Edward Hutton: Chiusi

                                       Southern Tuscany: Chiusi

 

On his tour of Siena and Southern Tuscany Edward Hutton found beautiful views most everywhere. Ancient Chiusi was no exception. The town and its views were so exceptional that he had little interest in its famed Etruscan remains.




Nothing, I suppose, can well be more venerable than Chiusi, and as for the beautiful view you see thence, men must have loved it for some thousands of years. To the right rises Monte Cetona, like a vast pyramid shining in the sun, while to the left Citta del Pieve hides among the woods of its dear hills. Between, the valley opens north and south, the wide and fruitful valley of the Chiana, through a sweet and quiet world of villages and homesteads and sweetly breaking hills. How softly the evening falls there, and how wonderful is the light over hill and valley and mountain! It is easy to tell one is here on the verge of Umbria; one has but to go down into the valley, and in something less than a hundred yards one finds oneself in that mysterious country, “dim with valleys,” which Perugino, the landscape painter, has shown us in all his pictures Well. Chiusi is, and has always been, the Mecca of the archaeologist, yet I am sure he never found anything there so lovely, half so consoling as that view over the valley and the light on the fair hills. And whatever Chiusi may be or may come to be for the world, a vast Etruscan necropolis or a huge factory town and railway terminus… for me she will ever remain what she was to me in those two brief days in which I sat like a lord in the Leone d’Oro, and, like my fathers before me, washed my goat’s cheese down with Montepulciano and smoked sigari 
on the doorstep as I watched the evening procession of the maidens and the beautiful ladies, who there, as in every other Italian town and village, take their constitutional after the work of the day. Chiusi is merely the best and loveliest of places in Tuscany because you may look from it as from a window on Umbria. It is a place from which you may overlook grey olives and green vineyards and golden corn, and beyond a fairy lake, and beyond the hills and then the mountains. I could watch just that for ever. I did my best. They came to me and spoke of Etruscan tombs, they told me of an Etruscan Museum….

- _Data extract_

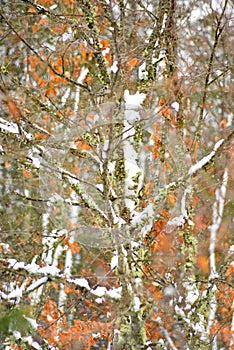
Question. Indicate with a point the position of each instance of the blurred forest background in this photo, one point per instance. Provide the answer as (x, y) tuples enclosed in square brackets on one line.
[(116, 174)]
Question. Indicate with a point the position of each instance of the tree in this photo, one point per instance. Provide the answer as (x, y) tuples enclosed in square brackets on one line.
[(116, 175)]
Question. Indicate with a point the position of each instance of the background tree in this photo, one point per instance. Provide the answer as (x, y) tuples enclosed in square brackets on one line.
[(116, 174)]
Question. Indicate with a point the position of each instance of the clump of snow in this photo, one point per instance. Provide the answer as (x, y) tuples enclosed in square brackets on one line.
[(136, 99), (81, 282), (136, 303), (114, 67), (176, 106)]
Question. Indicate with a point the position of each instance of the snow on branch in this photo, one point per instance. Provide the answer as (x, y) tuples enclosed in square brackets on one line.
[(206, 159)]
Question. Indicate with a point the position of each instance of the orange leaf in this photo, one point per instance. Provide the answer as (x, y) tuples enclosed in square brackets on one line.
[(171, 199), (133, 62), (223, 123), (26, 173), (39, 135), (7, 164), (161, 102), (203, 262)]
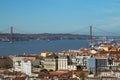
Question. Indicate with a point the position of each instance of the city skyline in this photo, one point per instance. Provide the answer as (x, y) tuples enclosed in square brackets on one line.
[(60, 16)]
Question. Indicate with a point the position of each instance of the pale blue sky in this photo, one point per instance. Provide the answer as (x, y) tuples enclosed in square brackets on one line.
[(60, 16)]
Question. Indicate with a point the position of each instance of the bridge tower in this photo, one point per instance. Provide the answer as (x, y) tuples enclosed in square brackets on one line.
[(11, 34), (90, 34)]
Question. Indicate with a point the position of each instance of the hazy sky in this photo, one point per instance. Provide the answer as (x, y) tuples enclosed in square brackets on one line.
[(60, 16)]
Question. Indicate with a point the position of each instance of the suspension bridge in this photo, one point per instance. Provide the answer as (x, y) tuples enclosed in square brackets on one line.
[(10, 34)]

- _Stated goal A_
Could you retype the passage on Chiusi, beginning at the words "Southern Tuscany: Chiusi" and stopping after "famed Etruscan remains."?
- _Stated goal B_
Could you rewrite the rows from the very first one through the line that has "[(116, 175)]", replacing "photo" with "image" and changing nothing else? Leave the pictures out.

- _Exercise result A_
Southern Tuscany: Chiusi

 

On his tour of Siena and Southern Tuscany Edward Hutton found beautiful views most everywhere. Ancient Chiusi was no exception. The town and its views were so exceptional that he had little interest in its famed Etruscan remains.

- _Exercise result B_
Question. Indicate with a point the position of each instance of the blurred forest background in this image, one point per instance. Provide the answer as (x, y) tuples enclosed in square brackets on one line.
[(116, 174)]
Question. Indicate with a point the position of each instance of the tree in this image, one point per instance. Provide the answer as (x, y) tuples enclosed in square brackets on one line.
[(116, 175)]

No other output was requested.